#### [TEXT PASSAGE]
=======

Collective Operations¶
Collective operations have to be called for each rank (hence CUDA device), using the same count and the same datatype, to form a complete collective operation. Failure to do so will result in undefined behavior, including hangs, crashes, or data corruption.
AllReduce¶
The AllReduce operation performs reductions on data (for example, sum, min, max) across devices and stores the result in the receive buffer of every rank.
In a sum allreduce operation between k ranks, each rank will provide an array in of N values, and receive identical results in array out of N values, where out[i] = in0[i]+in1[i]+…+in(k-1)[i].
Related links: ncclAllReduce()
.
Broadcast¶
The Broadcast operation copies an N-element buffer from the root rank to all the ranks.
Important note: The root argument is one of the ranks, not a device number, and is therefore impacted by a different rank to device mapping.
Related links: ncclBroadcast()
.
Reduce¶
The Reduce operation performs the same operation as AllReduce, but stores the result only in the receive buffer of a specified root rank.
Important note: The root argument is one of the ranks (not a device number), and is therefore impacted by a different rank to device mapping.
Note: A Reduce, followed by a Broadcast, is equivalent to the AllReduce operation.
Related links: ncclReduce()
.
AllGather¶
The AllGather operation gathers N values from k ranks into an output buffer of size k*N, and distributes that result to all ranks.
The output is ordered by the rank index. The AllGather operation is therefore impacted by a different rank to device mapping.
Note: Executing ReduceScatter, followed by AllGather, is equivalent to the AllReduce operation.
Related links: ncclAllGather()
.
ReduceScatter¶
The ReduceScatter operation performs the same operation as Reduce, except that the result is scattered in equal-sized blocks between ranks, each rank getting a chunk of data based on its rank index.
The ReduceScatter operation is impacted by a different rank to device mapping since the ranks determine the data layout.
Related links: ncclReduceScatter()

=======

#### [JOBS]
1/ Summarize the collective operations text in two sentences.
2/ Reproduce the collective operations text word for word, everything from "Related links: ncclReduce()" down to "its rank index.".
The items are not needed.

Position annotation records

=======

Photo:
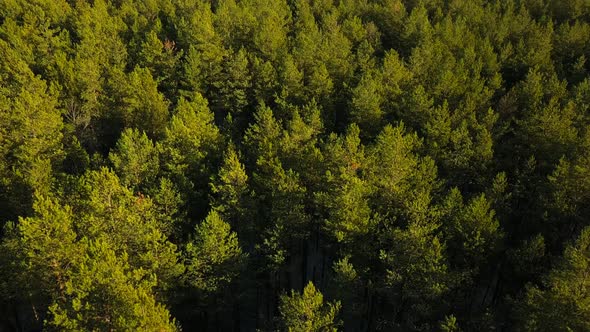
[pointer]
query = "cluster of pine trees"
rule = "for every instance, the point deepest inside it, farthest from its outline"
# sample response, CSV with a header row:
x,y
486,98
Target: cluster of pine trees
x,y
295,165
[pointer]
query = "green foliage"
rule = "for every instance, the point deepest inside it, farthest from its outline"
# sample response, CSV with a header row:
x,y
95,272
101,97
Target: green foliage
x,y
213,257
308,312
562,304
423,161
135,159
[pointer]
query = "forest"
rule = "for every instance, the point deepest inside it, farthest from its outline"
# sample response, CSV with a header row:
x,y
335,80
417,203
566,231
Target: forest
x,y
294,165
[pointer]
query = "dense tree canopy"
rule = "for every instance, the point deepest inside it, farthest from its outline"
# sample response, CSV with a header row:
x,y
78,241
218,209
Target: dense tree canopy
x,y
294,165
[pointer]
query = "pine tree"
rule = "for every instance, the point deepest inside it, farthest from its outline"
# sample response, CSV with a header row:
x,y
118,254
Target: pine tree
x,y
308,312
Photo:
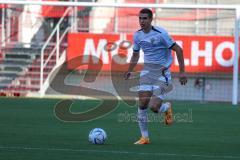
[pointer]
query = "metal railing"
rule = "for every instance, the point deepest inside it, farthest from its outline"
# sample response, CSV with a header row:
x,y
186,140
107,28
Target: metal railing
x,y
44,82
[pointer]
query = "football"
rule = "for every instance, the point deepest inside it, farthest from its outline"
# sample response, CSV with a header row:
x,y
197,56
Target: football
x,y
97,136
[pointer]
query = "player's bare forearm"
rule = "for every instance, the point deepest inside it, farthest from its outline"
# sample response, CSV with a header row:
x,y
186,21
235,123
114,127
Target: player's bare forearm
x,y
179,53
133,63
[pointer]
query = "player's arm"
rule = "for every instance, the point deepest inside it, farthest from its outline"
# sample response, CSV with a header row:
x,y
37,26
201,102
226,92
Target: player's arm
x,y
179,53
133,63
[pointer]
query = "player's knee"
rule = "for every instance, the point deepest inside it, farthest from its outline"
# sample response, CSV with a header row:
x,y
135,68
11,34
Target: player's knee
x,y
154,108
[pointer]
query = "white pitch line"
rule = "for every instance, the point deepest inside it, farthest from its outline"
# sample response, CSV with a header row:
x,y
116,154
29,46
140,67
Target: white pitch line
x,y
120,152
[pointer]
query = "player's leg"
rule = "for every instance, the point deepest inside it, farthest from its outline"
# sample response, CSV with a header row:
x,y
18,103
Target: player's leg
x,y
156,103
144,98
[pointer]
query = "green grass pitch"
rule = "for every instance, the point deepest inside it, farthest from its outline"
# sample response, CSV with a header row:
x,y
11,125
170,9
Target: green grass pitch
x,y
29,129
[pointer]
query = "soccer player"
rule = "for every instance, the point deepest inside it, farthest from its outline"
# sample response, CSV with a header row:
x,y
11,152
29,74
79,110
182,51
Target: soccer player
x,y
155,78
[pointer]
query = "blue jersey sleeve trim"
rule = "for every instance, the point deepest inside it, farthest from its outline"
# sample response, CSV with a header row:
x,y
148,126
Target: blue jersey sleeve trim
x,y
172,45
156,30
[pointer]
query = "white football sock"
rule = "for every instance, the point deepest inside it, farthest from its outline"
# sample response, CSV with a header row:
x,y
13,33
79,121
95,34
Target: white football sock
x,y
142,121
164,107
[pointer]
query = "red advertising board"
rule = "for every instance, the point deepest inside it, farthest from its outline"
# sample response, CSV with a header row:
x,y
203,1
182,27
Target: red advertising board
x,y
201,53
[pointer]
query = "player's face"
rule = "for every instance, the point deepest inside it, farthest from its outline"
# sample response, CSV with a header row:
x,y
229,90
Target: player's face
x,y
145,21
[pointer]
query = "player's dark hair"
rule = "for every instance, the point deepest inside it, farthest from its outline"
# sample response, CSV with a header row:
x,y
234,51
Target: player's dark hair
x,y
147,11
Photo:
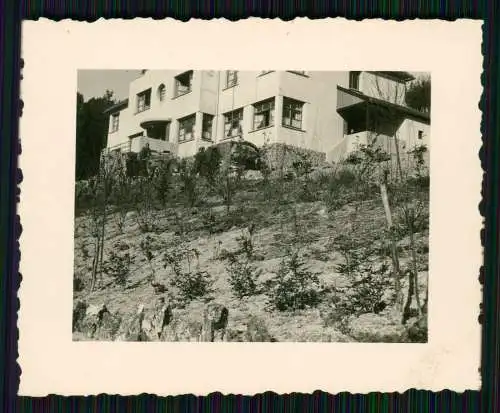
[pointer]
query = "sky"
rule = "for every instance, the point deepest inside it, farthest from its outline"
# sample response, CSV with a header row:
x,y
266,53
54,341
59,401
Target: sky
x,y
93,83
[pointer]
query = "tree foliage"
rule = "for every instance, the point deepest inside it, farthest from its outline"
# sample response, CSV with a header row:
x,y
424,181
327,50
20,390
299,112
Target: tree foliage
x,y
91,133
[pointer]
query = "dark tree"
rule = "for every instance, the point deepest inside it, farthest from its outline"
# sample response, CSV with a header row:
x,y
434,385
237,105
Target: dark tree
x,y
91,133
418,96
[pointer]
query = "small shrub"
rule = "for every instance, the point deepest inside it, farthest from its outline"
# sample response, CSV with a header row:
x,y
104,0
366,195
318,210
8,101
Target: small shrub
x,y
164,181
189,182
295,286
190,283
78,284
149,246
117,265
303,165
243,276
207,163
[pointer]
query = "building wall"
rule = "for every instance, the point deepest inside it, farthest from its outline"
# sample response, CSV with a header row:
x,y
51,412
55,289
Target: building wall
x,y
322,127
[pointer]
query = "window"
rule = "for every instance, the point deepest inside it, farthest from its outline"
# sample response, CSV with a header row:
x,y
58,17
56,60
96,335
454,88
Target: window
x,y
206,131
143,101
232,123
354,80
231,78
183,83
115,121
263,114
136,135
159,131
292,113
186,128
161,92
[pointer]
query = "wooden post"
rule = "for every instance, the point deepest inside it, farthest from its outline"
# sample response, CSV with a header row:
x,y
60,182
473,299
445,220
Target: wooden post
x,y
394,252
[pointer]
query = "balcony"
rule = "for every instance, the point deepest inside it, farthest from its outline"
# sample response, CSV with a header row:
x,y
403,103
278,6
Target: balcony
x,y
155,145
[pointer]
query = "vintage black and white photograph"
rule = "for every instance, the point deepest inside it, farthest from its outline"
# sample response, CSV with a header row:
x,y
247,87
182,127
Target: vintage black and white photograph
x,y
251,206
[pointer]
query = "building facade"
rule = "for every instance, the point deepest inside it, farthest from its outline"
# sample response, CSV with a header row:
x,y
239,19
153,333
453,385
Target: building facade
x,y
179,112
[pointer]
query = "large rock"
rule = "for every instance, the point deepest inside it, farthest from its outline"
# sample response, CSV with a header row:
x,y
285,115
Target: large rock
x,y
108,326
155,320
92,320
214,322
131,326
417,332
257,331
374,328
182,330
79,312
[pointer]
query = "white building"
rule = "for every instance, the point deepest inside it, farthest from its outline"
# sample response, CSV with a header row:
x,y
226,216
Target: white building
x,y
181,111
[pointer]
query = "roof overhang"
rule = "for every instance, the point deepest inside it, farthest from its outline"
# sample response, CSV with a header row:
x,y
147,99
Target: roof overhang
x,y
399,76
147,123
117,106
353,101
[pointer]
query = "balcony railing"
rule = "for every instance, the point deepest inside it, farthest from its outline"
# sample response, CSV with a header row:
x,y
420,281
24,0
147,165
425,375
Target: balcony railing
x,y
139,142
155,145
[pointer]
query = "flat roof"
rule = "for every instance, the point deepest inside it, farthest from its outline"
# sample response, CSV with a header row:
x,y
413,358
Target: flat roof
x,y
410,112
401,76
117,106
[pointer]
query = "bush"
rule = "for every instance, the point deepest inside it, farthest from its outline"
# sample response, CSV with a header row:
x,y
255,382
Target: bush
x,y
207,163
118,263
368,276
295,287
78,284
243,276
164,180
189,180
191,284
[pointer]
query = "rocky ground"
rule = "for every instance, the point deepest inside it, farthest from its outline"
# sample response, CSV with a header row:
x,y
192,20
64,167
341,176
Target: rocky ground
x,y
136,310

=======

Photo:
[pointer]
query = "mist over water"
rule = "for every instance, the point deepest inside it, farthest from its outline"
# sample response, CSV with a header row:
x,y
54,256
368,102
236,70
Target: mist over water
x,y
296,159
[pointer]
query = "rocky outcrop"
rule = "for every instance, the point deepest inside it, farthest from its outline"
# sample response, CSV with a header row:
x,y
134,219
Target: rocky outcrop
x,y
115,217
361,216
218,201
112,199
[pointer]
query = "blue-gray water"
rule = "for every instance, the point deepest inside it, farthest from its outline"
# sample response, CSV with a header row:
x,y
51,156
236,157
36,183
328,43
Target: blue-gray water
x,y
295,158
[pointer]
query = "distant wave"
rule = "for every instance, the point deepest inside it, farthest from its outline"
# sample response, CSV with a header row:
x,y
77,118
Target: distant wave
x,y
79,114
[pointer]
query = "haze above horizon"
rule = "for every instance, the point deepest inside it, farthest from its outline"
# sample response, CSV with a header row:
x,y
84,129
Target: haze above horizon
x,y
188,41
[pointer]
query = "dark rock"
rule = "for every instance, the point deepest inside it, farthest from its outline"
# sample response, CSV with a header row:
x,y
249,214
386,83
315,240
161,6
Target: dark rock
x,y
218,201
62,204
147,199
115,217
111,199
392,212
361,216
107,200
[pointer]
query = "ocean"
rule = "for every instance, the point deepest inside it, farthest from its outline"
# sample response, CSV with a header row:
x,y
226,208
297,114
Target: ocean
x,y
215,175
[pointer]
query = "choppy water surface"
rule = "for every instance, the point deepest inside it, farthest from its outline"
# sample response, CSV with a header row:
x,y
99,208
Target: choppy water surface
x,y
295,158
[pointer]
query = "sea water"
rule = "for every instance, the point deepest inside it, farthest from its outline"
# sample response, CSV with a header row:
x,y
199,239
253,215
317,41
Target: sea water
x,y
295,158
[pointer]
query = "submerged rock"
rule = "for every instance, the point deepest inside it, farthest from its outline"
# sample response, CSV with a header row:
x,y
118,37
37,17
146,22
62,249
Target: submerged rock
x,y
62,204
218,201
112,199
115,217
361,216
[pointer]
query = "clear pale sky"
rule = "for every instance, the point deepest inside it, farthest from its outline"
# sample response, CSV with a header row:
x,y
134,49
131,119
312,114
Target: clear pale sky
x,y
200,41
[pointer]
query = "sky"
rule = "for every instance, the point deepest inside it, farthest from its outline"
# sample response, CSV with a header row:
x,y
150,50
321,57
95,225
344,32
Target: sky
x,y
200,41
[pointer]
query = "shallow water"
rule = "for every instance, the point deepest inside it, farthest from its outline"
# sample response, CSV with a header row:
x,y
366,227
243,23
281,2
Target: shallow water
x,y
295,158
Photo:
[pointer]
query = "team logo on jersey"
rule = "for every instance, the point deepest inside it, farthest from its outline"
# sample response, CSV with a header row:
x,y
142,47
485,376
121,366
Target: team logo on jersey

=======

#### [SOLUTION SET]
1/ Collective operations must be called on every rank with the same count and datatype, or the result is undefined behavior such as hangs, crashes, or data corruption. The text describes AllReduce, Broadcast, Reduce, AllGather, and ReduceScatter, and notes that Reduce followed by Broadcast, or ReduceScatter followed by AllGather, is equivalent to AllReduce.

2/
Related links: ncclReduce()
.
AllGather¶
The AllGather operation gathers N values from k ranks into an output buffer of size k*N, and distributes that result to all ranks.
The output is ordered by the rank index. The AllGather operation is therefore impacted by a different rank to device mapping.
Note: Executing ReduceScatter, followed by AllGather, is equivalent to the AllReduce operation.
Related links: ncclAllGather()
.
ReduceScatter¶
The ReduceScatter operation performs the same operation as Reduce, except that the result is scattered in equal-sized blocks between ranks, each rank getting a chunk of data based on its rank index.